◆ Work required: First find the line with "of the hair" in the entries below, then set down exactly every line through the line with "the girl's face.", that line included.

◆ The input:
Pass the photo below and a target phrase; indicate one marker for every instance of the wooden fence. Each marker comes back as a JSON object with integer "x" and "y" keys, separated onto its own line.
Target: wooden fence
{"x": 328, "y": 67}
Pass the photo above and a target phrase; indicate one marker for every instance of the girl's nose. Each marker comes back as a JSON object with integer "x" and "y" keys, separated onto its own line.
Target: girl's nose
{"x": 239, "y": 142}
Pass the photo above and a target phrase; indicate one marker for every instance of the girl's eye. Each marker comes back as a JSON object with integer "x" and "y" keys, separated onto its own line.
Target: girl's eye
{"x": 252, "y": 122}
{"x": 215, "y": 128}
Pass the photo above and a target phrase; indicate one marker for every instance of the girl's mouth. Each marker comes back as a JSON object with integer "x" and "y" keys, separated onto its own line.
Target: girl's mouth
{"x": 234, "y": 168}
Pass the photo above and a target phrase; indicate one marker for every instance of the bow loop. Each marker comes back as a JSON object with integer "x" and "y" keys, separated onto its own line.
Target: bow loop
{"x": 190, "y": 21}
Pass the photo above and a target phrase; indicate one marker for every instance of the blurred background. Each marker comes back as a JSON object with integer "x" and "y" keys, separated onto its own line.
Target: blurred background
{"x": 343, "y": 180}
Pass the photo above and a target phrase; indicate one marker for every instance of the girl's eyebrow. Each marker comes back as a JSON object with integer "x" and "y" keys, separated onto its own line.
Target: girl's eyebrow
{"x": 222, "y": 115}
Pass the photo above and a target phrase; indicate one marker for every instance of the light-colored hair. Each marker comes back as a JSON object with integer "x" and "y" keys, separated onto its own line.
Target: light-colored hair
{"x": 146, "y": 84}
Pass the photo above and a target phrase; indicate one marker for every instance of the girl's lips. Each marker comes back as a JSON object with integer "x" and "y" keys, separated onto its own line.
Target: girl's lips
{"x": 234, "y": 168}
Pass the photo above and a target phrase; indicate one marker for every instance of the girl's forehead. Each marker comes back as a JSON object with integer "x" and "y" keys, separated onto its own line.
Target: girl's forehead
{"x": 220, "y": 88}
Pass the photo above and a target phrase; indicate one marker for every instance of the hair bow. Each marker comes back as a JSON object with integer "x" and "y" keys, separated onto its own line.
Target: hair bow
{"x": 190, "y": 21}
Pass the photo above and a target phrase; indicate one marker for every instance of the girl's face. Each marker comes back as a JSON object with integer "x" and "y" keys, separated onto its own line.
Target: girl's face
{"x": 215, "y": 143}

◆ Answer to this problem:
Pass the photo above and a target phrase; indicate one marker for every instance of the hair bow. Each marker comes back as a JSON object with integer "x" and "y" keys, separated onto its own line.
Target: hair bow
{"x": 190, "y": 21}
Pass the photo above and a target phrase; indicate one marker for every instance of the girl's face. Each marker comes back as a JSON object with integer "x" and "y" keys, separated onto its own line.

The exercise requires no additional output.